EXERCISE DESCRIPTION:
Reproduce each of the lines below without changing anything in them.
-- Start RECORDS FOR THE EXERCISE --
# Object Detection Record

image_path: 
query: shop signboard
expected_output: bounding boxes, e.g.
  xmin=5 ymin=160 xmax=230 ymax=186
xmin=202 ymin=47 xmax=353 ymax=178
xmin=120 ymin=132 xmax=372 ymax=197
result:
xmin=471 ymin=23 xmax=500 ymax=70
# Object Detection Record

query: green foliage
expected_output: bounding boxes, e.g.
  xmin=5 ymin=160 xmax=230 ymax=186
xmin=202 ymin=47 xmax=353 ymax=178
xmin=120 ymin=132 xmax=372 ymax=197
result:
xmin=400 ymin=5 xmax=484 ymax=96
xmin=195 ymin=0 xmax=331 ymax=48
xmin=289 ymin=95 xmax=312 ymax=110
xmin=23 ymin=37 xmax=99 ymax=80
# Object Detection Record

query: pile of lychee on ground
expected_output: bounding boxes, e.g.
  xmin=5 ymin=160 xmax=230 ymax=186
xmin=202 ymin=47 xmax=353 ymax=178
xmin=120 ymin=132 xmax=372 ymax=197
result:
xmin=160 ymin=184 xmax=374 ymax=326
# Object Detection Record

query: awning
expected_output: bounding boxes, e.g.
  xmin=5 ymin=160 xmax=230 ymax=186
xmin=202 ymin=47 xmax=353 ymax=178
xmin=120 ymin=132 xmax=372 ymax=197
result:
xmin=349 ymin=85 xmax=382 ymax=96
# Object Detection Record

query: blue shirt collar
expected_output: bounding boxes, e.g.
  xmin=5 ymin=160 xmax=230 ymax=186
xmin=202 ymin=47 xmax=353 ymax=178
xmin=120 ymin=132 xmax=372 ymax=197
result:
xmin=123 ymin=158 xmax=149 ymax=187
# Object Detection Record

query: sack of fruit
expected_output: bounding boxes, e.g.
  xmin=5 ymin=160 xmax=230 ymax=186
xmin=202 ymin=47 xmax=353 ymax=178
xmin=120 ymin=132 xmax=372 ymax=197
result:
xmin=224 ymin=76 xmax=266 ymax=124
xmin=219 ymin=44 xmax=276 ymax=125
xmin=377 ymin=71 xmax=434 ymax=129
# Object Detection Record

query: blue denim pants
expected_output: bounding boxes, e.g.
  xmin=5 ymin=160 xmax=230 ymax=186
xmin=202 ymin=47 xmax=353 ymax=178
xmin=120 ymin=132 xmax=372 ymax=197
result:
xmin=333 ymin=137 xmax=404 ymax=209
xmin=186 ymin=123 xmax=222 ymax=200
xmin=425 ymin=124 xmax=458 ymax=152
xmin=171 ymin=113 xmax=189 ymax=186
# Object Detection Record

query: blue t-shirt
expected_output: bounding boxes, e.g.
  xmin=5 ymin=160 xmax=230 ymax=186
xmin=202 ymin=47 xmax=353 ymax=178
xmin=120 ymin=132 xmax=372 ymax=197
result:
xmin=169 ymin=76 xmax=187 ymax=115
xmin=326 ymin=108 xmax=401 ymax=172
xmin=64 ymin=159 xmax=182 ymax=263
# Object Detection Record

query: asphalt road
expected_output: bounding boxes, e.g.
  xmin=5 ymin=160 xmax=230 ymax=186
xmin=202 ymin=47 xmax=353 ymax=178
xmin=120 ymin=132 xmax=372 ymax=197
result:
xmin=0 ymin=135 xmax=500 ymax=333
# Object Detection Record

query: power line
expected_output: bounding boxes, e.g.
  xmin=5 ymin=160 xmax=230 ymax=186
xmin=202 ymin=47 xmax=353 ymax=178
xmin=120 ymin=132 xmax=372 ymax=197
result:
-- End RECORDS FOR THE EXERCISE --
EXERCISE OUTPUT:
# Object Detection Record

image_path: 
query: shop signboard
expected_output: bounding boxes, e.g.
  xmin=5 ymin=160 xmax=230 ymax=186
xmin=202 ymin=47 xmax=353 ymax=178
xmin=120 ymin=132 xmax=372 ymax=197
result:
xmin=471 ymin=23 xmax=500 ymax=70
# Object Detection Record

query: green foliage
expected_output: bounding boxes, e.g.
  xmin=5 ymin=160 xmax=230 ymax=186
xmin=202 ymin=47 xmax=353 ymax=178
xmin=120 ymin=132 xmax=372 ymax=197
result:
xmin=400 ymin=5 xmax=484 ymax=96
xmin=195 ymin=0 xmax=331 ymax=48
xmin=289 ymin=95 xmax=312 ymax=110
xmin=23 ymin=37 xmax=99 ymax=80
# Object Detection Record

query: pile of lychee on ground
expected_output: bounding boxes, e.g.
  xmin=5 ymin=160 xmax=230 ymax=186
xmin=202 ymin=47 xmax=353 ymax=178
xmin=120 ymin=132 xmax=372 ymax=197
result:
xmin=160 ymin=184 xmax=374 ymax=326
# Object Detection Record

query: awning
expected_output: bounding boxes, e.g.
  xmin=5 ymin=160 xmax=230 ymax=186
xmin=202 ymin=47 xmax=353 ymax=178
xmin=120 ymin=132 xmax=372 ymax=197
result:
xmin=349 ymin=85 xmax=382 ymax=96
# Object Detection Record

query: blue shirt collar
expected_output: bounding boxes, e.g.
  xmin=5 ymin=160 xmax=230 ymax=186
xmin=202 ymin=47 xmax=353 ymax=178
xmin=120 ymin=132 xmax=372 ymax=197
result:
xmin=123 ymin=158 xmax=149 ymax=187
# Object Detection Record

query: sack of fruit
expected_output: bounding boxes, e.g.
  xmin=5 ymin=160 xmax=230 ymax=186
xmin=202 ymin=47 xmax=353 ymax=178
xmin=120 ymin=132 xmax=372 ymax=197
result:
xmin=224 ymin=76 xmax=266 ymax=124
xmin=219 ymin=44 xmax=276 ymax=125
xmin=377 ymin=71 xmax=434 ymax=129
# Object Detection Record

query: blue denim pants
expected_output: bounding boxes, e.g.
  xmin=5 ymin=160 xmax=230 ymax=186
xmin=202 ymin=47 xmax=353 ymax=178
xmin=120 ymin=132 xmax=372 ymax=197
result:
xmin=333 ymin=137 xmax=404 ymax=209
xmin=186 ymin=123 xmax=222 ymax=200
xmin=425 ymin=124 xmax=458 ymax=152
xmin=171 ymin=113 xmax=189 ymax=186
# Object Detection Record

query: blue t-shirt
expected_output: bounding boxes, e.g.
  xmin=5 ymin=160 xmax=230 ymax=186
xmin=202 ymin=47 xmax=353 ymax=178
xmin=120 ymin=132 xmax=372 ymax=197
result:
xmin=169 ymin=76 xmax=187 ymax=115
xmin=326 ymin=108 xmax=401 ymax=172
xmin=64 ymin=159 xmax=182 ymax=263
# Object Detection Record

query: asphalt road
expected_output: bounding boxes, e.g.
  xmin=5 ymin=160 xmax=230 ymax=186
xmin=202 ymin=47 xmax=353 ymax=178
xmin=120 ymin=132 xmax=372 ymax=197
result:
xmin=0 ymin=135 xmax=500 ymax=333
# Object Detection Record

query: power line
expected_output: bounding boxes, e.g.
  xmin=5 ymin=160 xmax=230 ymax=186
xmin=202 ymin=47 xmax=353 ymax=178
xmin=120 ymin=132 xmax=372 ymax=197
result:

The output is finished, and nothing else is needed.